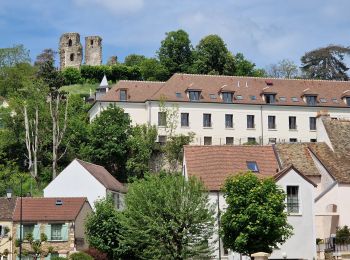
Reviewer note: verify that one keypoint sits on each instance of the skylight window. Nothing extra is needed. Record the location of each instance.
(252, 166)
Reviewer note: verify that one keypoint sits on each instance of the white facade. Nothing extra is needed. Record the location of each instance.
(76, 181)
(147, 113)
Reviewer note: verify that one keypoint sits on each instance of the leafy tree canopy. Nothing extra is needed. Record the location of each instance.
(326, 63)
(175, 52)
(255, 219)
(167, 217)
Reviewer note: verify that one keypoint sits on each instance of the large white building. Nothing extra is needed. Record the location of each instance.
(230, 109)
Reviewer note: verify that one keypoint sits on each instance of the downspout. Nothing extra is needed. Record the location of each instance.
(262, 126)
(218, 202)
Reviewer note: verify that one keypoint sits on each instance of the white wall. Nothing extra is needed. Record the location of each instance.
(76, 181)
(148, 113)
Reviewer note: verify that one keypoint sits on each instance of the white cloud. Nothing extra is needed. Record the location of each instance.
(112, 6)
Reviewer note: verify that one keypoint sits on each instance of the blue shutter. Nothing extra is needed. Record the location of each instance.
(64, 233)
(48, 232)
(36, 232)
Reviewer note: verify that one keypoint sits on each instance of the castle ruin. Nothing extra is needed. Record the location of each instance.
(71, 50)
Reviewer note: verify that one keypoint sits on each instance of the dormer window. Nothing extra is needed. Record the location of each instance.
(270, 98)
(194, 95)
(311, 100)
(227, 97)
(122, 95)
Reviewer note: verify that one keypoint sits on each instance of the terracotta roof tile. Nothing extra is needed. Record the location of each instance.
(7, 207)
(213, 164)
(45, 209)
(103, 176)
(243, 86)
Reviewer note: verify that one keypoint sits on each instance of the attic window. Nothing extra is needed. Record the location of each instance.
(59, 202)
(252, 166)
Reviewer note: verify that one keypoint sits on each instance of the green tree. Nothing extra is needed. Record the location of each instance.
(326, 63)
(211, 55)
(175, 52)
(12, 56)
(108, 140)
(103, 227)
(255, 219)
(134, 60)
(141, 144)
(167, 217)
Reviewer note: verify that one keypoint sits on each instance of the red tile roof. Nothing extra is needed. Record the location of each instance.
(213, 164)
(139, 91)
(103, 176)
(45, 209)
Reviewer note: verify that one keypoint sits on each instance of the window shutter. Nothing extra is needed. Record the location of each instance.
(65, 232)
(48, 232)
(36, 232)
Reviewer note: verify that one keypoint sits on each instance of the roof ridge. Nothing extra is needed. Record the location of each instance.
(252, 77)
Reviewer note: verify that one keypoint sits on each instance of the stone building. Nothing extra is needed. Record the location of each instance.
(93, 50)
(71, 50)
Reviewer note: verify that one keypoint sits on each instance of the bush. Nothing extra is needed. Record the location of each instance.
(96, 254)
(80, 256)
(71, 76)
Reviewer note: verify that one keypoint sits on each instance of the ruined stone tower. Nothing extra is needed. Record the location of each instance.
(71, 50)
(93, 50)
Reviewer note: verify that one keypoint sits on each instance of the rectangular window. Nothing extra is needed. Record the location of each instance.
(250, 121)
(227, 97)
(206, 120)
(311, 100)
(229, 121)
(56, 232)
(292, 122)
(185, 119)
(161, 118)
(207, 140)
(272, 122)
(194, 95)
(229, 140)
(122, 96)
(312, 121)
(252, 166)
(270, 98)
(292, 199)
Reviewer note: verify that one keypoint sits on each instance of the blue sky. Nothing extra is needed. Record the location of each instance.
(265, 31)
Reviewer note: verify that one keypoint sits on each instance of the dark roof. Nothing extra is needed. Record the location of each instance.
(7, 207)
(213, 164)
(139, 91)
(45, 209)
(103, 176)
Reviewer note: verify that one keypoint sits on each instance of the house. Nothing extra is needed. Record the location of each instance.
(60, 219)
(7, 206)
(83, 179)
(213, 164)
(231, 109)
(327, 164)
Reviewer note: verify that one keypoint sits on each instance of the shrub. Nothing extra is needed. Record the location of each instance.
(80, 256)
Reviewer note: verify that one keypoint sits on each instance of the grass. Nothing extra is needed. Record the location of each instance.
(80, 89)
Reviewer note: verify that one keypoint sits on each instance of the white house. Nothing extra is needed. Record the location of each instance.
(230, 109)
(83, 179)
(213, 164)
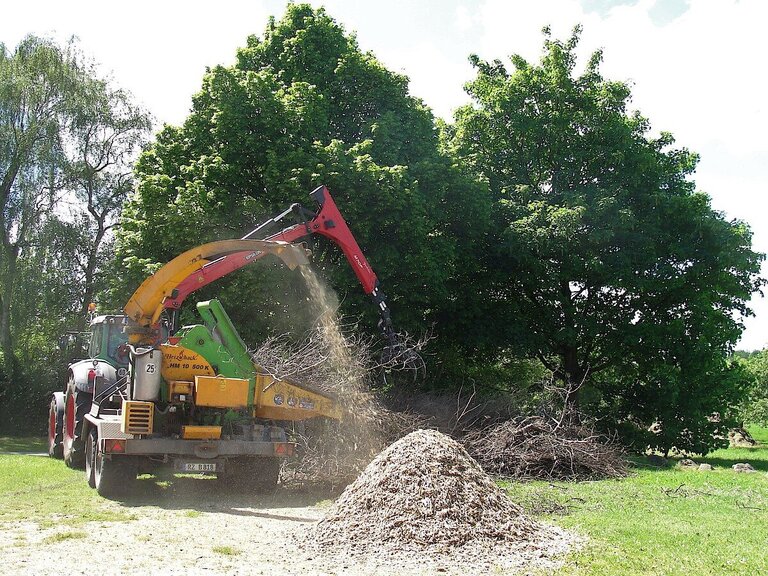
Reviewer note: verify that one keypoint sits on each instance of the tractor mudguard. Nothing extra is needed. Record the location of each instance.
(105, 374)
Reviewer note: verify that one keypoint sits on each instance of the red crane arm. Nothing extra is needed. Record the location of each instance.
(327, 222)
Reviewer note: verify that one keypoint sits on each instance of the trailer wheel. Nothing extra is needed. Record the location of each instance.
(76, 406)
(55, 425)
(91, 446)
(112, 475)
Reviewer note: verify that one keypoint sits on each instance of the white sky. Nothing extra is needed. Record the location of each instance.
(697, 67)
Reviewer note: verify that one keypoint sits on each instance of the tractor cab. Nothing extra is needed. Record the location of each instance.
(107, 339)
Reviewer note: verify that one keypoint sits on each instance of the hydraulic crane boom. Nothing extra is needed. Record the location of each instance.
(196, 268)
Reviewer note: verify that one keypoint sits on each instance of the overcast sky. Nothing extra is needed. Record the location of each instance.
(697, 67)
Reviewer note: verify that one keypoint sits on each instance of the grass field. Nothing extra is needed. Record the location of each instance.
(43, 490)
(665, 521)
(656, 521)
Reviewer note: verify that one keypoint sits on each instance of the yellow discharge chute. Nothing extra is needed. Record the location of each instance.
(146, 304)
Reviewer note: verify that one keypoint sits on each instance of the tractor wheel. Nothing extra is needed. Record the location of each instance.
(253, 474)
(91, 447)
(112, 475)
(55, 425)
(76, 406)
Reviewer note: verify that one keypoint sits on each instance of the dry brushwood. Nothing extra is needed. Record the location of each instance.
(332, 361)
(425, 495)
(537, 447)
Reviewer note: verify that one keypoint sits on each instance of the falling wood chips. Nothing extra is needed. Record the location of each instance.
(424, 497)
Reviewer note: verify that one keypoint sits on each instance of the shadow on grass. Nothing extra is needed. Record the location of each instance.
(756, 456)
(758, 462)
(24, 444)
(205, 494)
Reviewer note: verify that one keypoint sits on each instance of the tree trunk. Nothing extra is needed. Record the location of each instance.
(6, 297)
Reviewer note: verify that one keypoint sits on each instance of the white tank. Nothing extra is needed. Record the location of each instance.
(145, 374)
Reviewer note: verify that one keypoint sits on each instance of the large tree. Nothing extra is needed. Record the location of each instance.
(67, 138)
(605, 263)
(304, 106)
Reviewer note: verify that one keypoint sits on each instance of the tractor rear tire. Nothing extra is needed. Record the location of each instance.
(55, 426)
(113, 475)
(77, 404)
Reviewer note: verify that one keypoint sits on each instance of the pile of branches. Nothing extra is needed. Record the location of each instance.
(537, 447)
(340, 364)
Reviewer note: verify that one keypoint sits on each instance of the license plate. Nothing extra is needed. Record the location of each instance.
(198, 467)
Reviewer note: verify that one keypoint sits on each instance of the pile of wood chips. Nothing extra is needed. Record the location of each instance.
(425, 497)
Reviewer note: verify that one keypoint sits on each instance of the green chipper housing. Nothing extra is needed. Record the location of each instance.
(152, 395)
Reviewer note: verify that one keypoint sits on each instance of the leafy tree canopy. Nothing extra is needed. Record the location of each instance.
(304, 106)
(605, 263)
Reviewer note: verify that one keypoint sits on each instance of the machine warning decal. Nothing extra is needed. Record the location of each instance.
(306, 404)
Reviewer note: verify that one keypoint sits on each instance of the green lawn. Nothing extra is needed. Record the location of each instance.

Task details:
Write out the entries above verbatim; the pictures do not belong in your copy.

Task output:
Reviewer note: verify that one keypoint sits on each instance of the skylight window. Nothing extra is needed. Record the location of each instance.
(252, 166)
Reviewer note: verify that one keypoint sits on each instance of the white facade. Nothing extra is needed. Record the location of each instance.
(76, 181)
(147, 113)
Reviewer note: verify that one keypoint sits on each instance of the leafy tree canopy. Nothing extra is needed. Record the location of each instance.
(326, 63)
(175, 52)
(255, 219)
(167, 217)
Reviewer note: verify that one keypoint sits on each instance of the large white building. Nothing extra is needed. Record the location of each instance.
(230, 109)
Reviewer note: verify that one keypoint sits on each instance of the downspout. Nothing extra is needed. Record the location of each instance.
(262, 126)
(218, 202)
Reviewer note: verify that one keypoint sits on each instance of the white wall. Nothing extra is needed. Record the location of each instance.
(76, 181)
(148, 113)
Reviewer note: verify that one keypoint sits on each instance of the white cloud. Nothing extra is needed. Record the location of each instance.
(112, 6)
Reviewer note: verify that one keypoint sits on each instance of the blue shutter. Nothing extra is needed. Record the location of each instance.
(64, 233)
(48, 232)
(36, 232)
Reviewer note: verify that one keypoint sits on each instance of the castle ruin. Nothing extra is needed. Record the location of each instance.
(71, 50)
Reviewer note: verify that one keypoint sits on each instance of the dormer window. Nothing extra is needed. Record the location of each instance.
(270, 98)
(194, 95)
(311, 100)
(227, 97)
(122, 95)
Reviewer note: verify that one keypoint sits on each instance of the terracotta roof tile. Nothing extra is needed. Record the location of each instance.
(7, 207)
(213, 164)
(45, 209)
(103, 176)
(243, 86)
Reviewer note: verify that one keypoint sits on each instance of the attic window. Nothing extra is needed. Record the location of each instance.
(59, 202)
(252, 166)
Reviewer note: verify that one keypoint sits on each instance of the green tree. Nothing extra is needed. Record the location of each instance.
(326, 63)
(211, 55)
(175, 52)
(12, 56)
(108, 140)
(103, 227)
(255, 219)
(134, 60)
(141, 144)
(167, 217)
Reviewer note: verify that one keypoint sits on each instance of the red tile roof. Nothing extra is needed. Record the location of each instance.
(213, 164)
(139, 91)
(103, 176)
(45, 209)
Reviewer note: verify that one keypoint sits on each instance of the window shutter. Nothing extra is needed. Record the location of each instance.
(65, 232)
(48, 232)
(36, 232)
Reviewer note: verify that one keypoint sits on each instance of the roof ridge. Nothing extra is needed. Record the location of each instance.
(252, 77)
Reviewer note: verify that one keypoint sits on each instance of the stone building. Nothing extra is needed. Record the location of each instance.
(93, 50)
(71, 50)
Reviewer note: verify that one keypoint sits on each instance of the bush. Nothing extra is needed. Record the location of each instance.
(96, 254)
(80, 256)
(71, 76)
Reviewer note: verify that one keypoint sits on each instance of the ruined stone tower. Nothing extra is needed. Record the location of each instance.
(71, 50)
(93, 50)
Reviewer note: verify that one keypoint sits on each instance of the rectangular window. Nothing extra is needed. Record the location of each instance.
(250, 121)
(227, 97)
(206, 120)
(311, 100)
(229, 121)
(56, 232)
(292, 122)
(185, 119)
(161, 118)
(207, 140)
(272, 122)
(194, 95)
(229, 140)
(122, 96)
(312, 121)
(252, 166)
(270, 98)
(292, 199)
Reviewer note: verify that one keypoint sits on each instance of the blue sky. Nothing extra is needed. Record the location of each instance.
(265, 31)
Reviewer note: verify that one keypoint sits on each instance of the dark roof. Nothing extra is needed. Record the location of each instance.
(7, 207)
(213, 164)
(139, 91)
(45, 209)
(103, 176)
Reviewer note: verify that one keypoint sits on each instance of the house. Nothing extra is needed. Record the location of each instance.
(60, 219)
(7, 206)
(83, 179)
(213, 164)
(231, 109)
(327, 164)
Reviewer note: verify that one keypoint sits on each instance of the shrub. Nothing extra is needed. Record the location of each instance.
(80, 256)
Reviewer note: verify that one keypoint sits on each instance of the grass. Nothing extra is needed. Record the location of each instance.
(80, 89)
Reviewer note: verify that one keypoint sits on each instance of the white house. Nothing extra is needed. Record the location of each instance.
(230, 109)
(83, 179)
(213, 164)
Reviewer note: verify that one keypoint sits on each instance of the tractor mudguard. Nothing extra is needed. Record the location of each instance.
(105, 374)
Reviewer note: verify that one keypoint sits on each instance of the red crane arm. Nothing extra is needed. Record the location of each instance.
(327, 222)
Reviewer note: verify that one keypoint sits on each instance of the trailer wheel. Nothing extra is needed. Record the location of each instance.
(76, 406)
(55, 425)
(91, 446)
(112, 475)
Reviewer note: verify that one keypoint sits on each instance of the white sky. Nothing extra is needed. Record the location of each instance.
(697, 67)
Reviewer note: verify that one keypoint sits on each instance of the tractor cab. Nothing extra is needed. Record the location of each instance.
(107, 339)
Reviewer note: verify that one keypoint sits on each instance of the hydraulic crane boom. Nothing extra is needed. Record the location of each instance.
(196, 268)
Reviewer note: verify that one keypoint sits on each instance of the overcast sky. Nothing extra is needed. Record the location of each instance.
(697, 67)
Reviewer note: verify that one keypoint sits on each instance of the grass field. Nothing extra is needed. Record the location of each instance.
(43, 490)
(665, 521)
(656, 521)
Reviewer note: verify that one keypoint sits on each instance of the yellow discharge chute. Nothing extra is needed. Record the location of each instance.
(146, 304)
Reviewer note: verify that one keypoint sits on each instance of the tractor wheel. Nothing extra is needed. Record the location of each instance.
(253, 474)
(91, 447)
(112, 475)
(55, 425)
(76, 406)
Reviewer note: verify that one keypoint sits on each instance of the dry brushwood. Nothing extra is needed. Record the location of each instance.
(332, 361)
(425, 495)
(537, 447)
Reviewer note: verify that one keypoint sits on each instance of the falling wood chips. Nothing extra is needed. Record the location of each instance.
(424, 497)
Reviewer note: verify that one keypoint sits on each instance of the shadow on grass. Nothing extra is needed. Record the location of each instance.
(756, 456)
(758, 462)
(24, 444)
(205, 494)
Reviewer note: verify that one keypoint sits on each instance of the tree trunk. Nothing extra is needed. Record the location of each instance.
(6, 297)
Reviewer note: verify that one keypoint sits on each instance of the white tank. Nothing extra is needed. Record the location of each instance.
(145, 374)
Reviewer note: verify that one keypoint sits on each instance of the large tree. Nothing extra is needed. Record the location of each instance.
(67, 138)
(605, 263)
(304, 106)
Reviewer note: verify that one keypoint sits on each instance of the tractor rear tire. Nothing extra is needed. Record the location of each instance.
(55, 426)
(113, 475)
(77, 404)
Reviewer note: verify that one keypoint sits on each instance of the pile of branches. Nothing extra is needed. Record the location of each instance.
(537, 447)
(340, 364)
Reviewer note: verify that one keypoint sits on each instance of the license plate. Nothing extra is needed. Record the location of each instance.
(198, 467)
Reviewer note: verify that one keypoint sits on each instance of the pile of wood chips. Nothing extra is needed. Record the location of each instance.
(425, 497)
Reviewer note: verify that one keypoint sits on each instance of the green chipper housing. Nothing extra is needed. Record the location of each instance.
(152, 395)
Reviewer note: verify that one keypoint sits on each instance of the leafy tree canopy. Nothing extra is needed. Record the location of each instance.
(304, 106)
(605, 263)
Reviewer note: verify that one keypoint sits on each instance of the machine warning decal. Nothing extra is needed. Record the location of each instance.
(306, 404)
Reviewer note: verify that one keypoint sits on each instance of the green lawn. Nothing extra is needed. Record the location of each instance.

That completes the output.